* begin Extract to read *

# Runco - 2.35:1 & Customer Service



## Phil M (Apr 19, 2006)

Runco have been pioneers in the HT business for years, and credited with germinating the terminology "Home Theater" when they modified CRT projectors for home use.
They have recently announced a new technology that projects a 2.35:1 display (great for Star Wars and LOTR). The process involves stretching the image vertically (allowing all the pixels on the DLP chip to be utilised) and sliding a high quality lens in place that widens the image to fit a 2.35:1 screen. A press demonstration at a recent launch generated a lot of excitement within HT press community

http://www.runco.com/cinewide.html

Runco are not a typical projector retailer, the majority of there sales are with the custom install business. By means of a CRT trade deal I finished up with a Runco 720p DLP projector with an offboard processor, it came within 90% of the performance of my Sony 8" CRT projector (a significant achievement) and over the last 2 years of seeing high end projectors in retailers demo rooms I have not found a display device as color accurate and having as deep black levels.
My projector is now over 18 months old, and I wanted to take advantage a software upgrade for the processor, the local manufacturers rep came over last Thursday afternoon to perform the upgrade. Unfortunately the processor did not accept the upgrade, and on Monday a new processor arrived with Fedex complete with upgraded software - what great service from both Runco and Jim McCandless at Marketing Analysts Inc :sn: 
Most forum members would not consider this option, but my projector is the only component in my system that has not been a victim of upgrade ittus - Runco are definitely on my list for a 2.35:1 1080p projector!


----------

* end Extract to read *

Exercise A:
In the forum post about Runco, rewrite the paragraph beginning "My projector is now over 18 months old" as a short bulleted list that keeps its main facts.
Exercise B:
Locate every line in the listing below that contains the word "metal", and copy each of those lines. Case counts.

* begin Information given *

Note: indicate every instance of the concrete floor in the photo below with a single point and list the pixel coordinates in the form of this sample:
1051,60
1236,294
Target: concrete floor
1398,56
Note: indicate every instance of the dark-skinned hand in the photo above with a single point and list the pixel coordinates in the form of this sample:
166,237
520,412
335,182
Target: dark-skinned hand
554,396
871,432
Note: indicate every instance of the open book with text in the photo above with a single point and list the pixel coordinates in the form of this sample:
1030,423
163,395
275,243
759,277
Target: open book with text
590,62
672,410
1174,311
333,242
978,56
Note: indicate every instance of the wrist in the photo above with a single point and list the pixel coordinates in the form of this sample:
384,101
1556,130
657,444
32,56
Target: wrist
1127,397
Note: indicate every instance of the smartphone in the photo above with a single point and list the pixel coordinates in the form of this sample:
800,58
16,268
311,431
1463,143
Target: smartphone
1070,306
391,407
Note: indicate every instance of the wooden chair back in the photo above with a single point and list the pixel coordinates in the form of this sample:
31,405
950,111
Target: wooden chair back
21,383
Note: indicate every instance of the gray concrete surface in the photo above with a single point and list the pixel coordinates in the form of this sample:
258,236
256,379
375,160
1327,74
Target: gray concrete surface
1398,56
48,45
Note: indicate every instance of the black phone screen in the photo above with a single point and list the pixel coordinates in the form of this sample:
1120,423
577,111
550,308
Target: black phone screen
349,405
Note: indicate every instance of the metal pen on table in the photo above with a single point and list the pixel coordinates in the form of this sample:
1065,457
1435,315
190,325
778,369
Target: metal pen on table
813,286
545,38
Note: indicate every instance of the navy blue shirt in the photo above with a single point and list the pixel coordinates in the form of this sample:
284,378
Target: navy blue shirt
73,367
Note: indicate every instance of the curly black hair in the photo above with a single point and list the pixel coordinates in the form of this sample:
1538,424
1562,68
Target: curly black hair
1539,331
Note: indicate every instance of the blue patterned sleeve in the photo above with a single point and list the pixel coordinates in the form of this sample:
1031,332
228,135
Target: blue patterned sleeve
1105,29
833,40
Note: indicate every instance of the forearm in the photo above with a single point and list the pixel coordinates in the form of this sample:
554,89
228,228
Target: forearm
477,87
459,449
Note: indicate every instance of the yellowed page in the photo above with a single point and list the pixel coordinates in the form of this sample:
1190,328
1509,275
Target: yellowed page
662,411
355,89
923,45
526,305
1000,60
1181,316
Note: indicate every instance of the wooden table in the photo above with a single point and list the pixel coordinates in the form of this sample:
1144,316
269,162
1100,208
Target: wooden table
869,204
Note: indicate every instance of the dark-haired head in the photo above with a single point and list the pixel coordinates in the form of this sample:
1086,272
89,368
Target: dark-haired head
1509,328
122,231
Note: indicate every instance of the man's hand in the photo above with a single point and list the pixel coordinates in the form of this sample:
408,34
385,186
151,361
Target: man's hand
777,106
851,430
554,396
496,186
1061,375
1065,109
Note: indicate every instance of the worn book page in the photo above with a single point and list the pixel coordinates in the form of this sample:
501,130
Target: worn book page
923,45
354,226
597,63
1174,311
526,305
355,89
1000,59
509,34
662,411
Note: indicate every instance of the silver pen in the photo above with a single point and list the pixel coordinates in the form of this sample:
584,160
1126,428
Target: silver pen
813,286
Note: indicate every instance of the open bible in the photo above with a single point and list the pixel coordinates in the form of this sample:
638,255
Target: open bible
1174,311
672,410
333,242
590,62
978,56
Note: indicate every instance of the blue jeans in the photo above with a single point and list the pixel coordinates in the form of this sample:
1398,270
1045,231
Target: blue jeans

* end Information given *

Result A:
- The projector is over 18 months old, and the owner wanted a software upgrade for its processor.
- The local manufacturer's rep came over last Thursday afternoon to perform the upgrade.
- The processor did not accept the upgrade.
- On Monday, a new processor with the upgraded software arrived by Fedex.
- The writer praises the service from both Runco and Jim McCandless at Marketing Analysts Inc.

Result B:
Note: indicate every instance of the metal pen on table in the photo above with a single point and list the pixel coordinates in the form of this sample:
Target: metal pen on table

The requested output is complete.